**RECORDS PROVIDED:**
_ _ _ _ _ _ _
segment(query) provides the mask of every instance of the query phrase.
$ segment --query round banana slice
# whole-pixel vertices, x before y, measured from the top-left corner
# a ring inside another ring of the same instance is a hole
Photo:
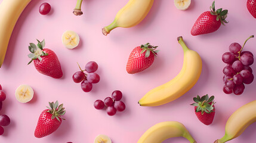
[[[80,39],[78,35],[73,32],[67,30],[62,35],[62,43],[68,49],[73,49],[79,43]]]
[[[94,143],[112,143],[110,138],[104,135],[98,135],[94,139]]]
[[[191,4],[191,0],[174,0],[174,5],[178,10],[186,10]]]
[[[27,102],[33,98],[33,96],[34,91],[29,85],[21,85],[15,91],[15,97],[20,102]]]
_ _ _ _ _ _ _
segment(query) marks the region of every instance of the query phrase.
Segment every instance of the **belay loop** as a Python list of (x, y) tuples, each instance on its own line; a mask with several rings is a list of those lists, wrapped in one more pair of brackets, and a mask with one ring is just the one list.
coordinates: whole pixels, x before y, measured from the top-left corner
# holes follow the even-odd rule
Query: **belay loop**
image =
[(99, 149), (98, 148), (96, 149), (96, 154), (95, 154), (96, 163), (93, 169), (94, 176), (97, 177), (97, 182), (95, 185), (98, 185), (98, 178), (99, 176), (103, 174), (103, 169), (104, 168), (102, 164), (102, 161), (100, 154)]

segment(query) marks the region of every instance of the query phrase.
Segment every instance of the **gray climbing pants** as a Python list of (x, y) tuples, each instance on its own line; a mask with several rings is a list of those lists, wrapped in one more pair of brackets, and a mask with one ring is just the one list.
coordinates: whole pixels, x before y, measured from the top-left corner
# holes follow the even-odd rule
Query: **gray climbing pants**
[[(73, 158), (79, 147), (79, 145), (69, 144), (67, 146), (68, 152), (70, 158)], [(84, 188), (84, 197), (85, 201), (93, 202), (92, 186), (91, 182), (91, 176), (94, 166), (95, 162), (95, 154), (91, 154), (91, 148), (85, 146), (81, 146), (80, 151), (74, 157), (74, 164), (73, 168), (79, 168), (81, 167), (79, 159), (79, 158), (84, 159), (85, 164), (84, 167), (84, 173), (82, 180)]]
_ _ _ _ _ _ _
Begin at the line that has "segment(query) provides the" and stop after the line that has "[[[191,4],[191,0],[174,0],[174,5],[178,10],[186,10]]]". Write those lines out again with "vertices" swapped for "points", keep everything else the same, and leave the pictures out.

**FINISHED ANSWER:**
segment(query) provides the mask of every instance of the query phrase.
$ segment --query round banana slice
# whole-pixel points, x before y, measured from the top-left corner
# a ring inside another ring of the same instance is a hole
Photo:
[[[80,39],[78,35],[73,32],[67,30],[62,35],[62,43],[68,49],[73,49],[79,43]]]
[[[94,143],[112,143],[110,138],[104,135],[98,135],[94,139]]]
[[[191,4],[191,0],[174,0],[174,5],[178,10],[186,10]]]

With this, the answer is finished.